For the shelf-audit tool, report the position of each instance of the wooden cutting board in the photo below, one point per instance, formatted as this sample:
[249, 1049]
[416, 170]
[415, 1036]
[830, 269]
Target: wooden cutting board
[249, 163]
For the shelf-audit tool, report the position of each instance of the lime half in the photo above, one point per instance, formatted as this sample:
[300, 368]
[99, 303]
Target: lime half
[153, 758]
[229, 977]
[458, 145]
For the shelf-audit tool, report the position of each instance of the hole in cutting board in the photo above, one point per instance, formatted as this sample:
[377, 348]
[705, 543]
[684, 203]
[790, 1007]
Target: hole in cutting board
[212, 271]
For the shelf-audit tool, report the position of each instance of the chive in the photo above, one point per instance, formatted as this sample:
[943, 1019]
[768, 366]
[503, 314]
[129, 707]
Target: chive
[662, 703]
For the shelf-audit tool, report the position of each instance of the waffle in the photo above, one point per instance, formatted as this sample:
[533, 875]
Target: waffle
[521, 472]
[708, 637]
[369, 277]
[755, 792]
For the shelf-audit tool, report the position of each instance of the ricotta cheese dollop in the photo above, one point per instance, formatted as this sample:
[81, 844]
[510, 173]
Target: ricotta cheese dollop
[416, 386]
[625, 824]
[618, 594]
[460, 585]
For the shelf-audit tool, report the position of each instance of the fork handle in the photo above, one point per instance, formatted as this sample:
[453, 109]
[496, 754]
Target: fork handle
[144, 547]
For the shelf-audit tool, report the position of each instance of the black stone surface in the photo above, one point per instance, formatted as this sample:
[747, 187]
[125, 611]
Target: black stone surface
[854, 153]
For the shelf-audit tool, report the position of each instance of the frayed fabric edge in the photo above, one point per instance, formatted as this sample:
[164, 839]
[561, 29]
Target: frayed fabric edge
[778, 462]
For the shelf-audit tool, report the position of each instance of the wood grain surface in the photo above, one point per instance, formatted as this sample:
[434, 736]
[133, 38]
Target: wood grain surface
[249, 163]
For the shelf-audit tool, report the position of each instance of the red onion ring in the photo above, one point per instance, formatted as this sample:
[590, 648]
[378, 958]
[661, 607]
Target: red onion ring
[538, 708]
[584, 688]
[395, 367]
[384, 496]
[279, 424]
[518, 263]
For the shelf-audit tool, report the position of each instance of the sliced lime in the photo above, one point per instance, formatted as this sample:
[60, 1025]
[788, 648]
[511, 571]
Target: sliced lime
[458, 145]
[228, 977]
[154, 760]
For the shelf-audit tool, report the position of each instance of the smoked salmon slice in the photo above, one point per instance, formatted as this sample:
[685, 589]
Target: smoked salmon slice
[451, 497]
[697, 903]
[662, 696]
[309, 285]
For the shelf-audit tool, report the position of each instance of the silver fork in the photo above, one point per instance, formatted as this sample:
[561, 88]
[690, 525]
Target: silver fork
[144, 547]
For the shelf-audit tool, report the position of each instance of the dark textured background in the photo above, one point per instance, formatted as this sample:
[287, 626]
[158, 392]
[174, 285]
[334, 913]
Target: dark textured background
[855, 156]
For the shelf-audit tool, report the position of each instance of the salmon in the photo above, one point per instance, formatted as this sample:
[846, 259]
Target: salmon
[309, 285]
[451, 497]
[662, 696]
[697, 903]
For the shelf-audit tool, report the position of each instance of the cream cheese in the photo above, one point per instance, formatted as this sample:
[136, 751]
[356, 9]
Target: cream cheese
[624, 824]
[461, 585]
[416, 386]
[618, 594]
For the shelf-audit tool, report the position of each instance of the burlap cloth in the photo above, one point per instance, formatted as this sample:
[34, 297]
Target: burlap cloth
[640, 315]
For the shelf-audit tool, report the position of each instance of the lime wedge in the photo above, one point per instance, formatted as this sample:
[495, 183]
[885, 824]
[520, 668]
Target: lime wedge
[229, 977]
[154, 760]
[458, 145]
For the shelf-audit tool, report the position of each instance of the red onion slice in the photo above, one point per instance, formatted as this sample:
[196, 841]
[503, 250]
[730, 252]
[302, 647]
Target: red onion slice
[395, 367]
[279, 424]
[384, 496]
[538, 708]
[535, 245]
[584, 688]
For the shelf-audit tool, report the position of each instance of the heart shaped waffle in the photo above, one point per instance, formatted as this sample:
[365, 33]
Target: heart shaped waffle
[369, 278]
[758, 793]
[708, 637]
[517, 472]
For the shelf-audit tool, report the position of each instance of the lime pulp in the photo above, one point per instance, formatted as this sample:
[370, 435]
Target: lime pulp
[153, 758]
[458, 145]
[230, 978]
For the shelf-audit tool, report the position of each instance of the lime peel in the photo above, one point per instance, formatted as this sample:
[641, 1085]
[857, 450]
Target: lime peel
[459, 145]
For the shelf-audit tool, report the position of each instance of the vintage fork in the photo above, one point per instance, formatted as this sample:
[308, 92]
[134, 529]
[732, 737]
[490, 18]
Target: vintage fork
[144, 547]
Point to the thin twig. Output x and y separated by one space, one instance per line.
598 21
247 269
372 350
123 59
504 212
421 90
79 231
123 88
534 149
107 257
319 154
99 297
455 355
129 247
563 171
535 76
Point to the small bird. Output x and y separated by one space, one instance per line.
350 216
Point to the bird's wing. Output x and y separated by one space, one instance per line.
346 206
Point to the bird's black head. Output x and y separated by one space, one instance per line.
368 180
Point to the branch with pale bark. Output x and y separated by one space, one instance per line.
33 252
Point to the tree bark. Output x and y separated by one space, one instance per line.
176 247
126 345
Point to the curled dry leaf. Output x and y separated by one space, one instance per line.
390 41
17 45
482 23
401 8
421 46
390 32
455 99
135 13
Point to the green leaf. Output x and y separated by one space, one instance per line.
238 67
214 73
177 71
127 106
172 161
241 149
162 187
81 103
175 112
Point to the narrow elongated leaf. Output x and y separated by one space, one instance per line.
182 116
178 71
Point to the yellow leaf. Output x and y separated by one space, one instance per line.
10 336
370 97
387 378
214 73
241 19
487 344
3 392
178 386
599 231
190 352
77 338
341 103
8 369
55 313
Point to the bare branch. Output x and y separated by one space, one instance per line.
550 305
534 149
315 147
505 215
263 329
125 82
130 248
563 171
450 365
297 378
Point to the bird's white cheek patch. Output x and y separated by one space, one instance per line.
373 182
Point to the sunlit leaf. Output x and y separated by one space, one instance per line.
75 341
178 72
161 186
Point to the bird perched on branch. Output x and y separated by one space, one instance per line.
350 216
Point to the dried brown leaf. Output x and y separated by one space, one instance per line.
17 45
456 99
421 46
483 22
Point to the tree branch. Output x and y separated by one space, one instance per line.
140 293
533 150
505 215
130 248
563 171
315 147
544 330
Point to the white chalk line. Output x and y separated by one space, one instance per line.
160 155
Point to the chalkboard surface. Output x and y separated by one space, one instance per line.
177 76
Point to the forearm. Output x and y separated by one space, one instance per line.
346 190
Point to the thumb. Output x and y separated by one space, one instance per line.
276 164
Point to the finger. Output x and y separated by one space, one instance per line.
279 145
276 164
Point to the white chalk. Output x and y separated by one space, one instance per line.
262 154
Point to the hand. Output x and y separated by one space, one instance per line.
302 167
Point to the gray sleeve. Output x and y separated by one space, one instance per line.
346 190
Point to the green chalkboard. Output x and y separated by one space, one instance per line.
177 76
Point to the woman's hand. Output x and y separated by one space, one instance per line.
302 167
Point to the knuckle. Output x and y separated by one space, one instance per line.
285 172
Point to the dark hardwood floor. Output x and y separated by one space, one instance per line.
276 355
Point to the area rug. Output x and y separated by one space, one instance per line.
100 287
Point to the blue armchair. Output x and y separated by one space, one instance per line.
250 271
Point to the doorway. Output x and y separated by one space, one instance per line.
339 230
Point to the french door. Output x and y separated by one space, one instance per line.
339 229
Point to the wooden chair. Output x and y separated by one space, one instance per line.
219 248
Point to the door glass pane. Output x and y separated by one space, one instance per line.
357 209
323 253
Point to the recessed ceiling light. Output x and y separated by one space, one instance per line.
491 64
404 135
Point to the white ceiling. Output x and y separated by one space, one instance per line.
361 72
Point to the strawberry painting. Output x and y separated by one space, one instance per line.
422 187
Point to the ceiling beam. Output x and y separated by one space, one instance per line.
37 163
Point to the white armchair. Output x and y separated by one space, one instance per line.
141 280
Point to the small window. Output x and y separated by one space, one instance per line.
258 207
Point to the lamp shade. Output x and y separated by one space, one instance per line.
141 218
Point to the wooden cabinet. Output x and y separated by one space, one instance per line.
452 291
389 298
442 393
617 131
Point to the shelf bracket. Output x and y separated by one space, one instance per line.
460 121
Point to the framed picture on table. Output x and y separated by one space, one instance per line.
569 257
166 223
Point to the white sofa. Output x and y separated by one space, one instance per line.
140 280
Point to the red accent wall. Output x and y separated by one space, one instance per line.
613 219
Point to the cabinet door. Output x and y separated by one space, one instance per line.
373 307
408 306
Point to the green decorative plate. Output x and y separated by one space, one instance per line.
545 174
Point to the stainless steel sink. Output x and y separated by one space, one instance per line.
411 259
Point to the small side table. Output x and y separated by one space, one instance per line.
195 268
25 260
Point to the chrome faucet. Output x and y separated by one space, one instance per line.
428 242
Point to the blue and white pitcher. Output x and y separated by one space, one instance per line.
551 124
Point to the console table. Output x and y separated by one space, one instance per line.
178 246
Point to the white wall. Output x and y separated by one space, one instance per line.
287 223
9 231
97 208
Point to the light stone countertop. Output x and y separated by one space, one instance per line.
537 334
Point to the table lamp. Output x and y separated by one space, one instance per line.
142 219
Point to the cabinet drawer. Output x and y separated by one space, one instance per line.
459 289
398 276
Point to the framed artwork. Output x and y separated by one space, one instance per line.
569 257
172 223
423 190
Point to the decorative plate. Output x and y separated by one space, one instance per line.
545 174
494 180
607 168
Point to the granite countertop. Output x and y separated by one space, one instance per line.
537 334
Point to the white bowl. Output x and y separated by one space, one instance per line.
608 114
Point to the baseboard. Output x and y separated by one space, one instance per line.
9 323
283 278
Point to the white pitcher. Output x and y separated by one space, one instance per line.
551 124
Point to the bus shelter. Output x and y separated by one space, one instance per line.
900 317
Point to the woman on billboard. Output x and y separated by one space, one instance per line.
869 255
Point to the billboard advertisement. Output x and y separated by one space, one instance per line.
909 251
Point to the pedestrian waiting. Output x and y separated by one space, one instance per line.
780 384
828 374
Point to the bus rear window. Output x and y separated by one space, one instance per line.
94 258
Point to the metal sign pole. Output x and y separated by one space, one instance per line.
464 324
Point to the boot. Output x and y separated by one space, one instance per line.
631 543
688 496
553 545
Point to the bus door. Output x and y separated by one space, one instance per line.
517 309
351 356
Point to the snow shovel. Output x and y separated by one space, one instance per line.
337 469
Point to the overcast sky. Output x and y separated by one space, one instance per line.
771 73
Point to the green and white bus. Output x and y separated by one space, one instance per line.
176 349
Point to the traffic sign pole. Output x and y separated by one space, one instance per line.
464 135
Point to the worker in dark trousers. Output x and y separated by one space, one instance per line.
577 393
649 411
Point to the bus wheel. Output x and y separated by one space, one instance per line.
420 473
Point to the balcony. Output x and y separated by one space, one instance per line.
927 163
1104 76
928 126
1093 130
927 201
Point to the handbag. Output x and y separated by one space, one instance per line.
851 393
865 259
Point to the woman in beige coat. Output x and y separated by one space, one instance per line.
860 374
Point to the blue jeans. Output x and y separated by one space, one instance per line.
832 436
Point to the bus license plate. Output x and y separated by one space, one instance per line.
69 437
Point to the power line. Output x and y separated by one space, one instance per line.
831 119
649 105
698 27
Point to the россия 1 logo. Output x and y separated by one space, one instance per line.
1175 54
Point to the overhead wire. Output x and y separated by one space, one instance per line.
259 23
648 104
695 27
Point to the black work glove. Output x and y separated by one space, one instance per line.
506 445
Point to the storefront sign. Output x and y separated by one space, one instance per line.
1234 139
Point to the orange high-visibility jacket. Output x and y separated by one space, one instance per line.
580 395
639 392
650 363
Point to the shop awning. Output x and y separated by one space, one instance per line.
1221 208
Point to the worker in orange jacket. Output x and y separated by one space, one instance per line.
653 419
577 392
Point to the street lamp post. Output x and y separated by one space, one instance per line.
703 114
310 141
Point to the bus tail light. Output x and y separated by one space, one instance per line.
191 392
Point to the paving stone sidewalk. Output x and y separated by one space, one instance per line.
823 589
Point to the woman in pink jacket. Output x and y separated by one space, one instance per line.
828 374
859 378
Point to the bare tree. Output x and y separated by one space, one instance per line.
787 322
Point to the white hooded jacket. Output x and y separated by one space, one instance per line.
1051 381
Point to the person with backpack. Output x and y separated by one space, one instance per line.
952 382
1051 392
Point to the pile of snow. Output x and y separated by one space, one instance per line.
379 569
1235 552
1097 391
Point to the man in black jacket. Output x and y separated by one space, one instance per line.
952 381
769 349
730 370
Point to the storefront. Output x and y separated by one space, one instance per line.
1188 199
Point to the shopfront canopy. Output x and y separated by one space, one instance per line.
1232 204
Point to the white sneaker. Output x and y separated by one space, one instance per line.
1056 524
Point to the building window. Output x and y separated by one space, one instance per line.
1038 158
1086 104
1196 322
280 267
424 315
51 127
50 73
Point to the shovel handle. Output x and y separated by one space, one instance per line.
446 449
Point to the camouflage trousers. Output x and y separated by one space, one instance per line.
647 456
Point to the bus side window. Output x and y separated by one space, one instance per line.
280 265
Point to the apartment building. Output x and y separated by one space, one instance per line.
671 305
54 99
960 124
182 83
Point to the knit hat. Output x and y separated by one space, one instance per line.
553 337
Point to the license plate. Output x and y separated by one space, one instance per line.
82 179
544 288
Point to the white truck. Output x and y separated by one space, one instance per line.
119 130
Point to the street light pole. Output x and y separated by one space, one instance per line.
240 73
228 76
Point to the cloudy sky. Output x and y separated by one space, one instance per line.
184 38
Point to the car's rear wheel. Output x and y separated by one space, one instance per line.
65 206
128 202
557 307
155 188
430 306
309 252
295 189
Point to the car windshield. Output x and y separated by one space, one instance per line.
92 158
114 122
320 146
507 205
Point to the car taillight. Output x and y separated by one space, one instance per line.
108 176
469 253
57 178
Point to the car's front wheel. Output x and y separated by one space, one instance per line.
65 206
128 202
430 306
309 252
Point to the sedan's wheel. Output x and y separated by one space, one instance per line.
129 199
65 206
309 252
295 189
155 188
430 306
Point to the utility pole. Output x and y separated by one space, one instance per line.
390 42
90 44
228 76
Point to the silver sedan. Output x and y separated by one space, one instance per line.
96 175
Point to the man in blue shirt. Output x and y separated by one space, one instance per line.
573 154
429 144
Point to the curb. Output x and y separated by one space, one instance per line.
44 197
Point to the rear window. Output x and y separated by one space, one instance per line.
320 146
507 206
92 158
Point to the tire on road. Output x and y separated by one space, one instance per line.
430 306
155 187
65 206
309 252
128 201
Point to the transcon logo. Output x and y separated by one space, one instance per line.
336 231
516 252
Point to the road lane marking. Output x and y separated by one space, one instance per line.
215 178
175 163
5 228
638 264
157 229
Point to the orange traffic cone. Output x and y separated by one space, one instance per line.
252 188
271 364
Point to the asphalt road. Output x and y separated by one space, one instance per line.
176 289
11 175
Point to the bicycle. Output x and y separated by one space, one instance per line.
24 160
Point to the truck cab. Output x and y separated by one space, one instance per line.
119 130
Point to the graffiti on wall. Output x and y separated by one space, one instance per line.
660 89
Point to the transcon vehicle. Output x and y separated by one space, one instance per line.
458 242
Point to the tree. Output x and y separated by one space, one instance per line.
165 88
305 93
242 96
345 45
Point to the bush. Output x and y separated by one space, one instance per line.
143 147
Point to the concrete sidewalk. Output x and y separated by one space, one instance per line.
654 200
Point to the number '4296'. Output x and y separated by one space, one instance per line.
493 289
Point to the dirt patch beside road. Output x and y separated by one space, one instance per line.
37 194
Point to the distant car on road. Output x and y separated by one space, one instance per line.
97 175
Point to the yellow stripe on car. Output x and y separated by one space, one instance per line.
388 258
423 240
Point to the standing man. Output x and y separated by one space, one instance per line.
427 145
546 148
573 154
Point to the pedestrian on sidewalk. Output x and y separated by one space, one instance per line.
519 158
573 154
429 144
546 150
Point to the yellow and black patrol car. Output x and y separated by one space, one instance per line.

+--

Your goal =>
Only the lines from the one that contains "Point to the concrete" to the end of the data should be output, exactly as they appear.

Response below =>
Point to the concrete sidewalk. Output x and y separated by one space, one instance per line.
654 200
Point to the number '4296'. Output x and y separated by one space, one instance per line.
493 289
Point to the dirt patch beside road. Output x and y separated by one space, one instance per line.
37 194
Point to the distant car on road. Output x and y separated by one space, one instance per line.
97 175
Point to the yellow stripe on car. Output x and y separated by one space, one instance per line.
388 258
423 240
Point to the standing man. Output x and y separated by one space, one instance per line.
427 145
546 148
573 154
Point to the pedestrian on sidewalk. Output x and y separated by one space, one instance per line.
519 158
573 154
429 144
546 150
Point to the yellow and black patrol car. Output x and y separated by one space, one instance per line.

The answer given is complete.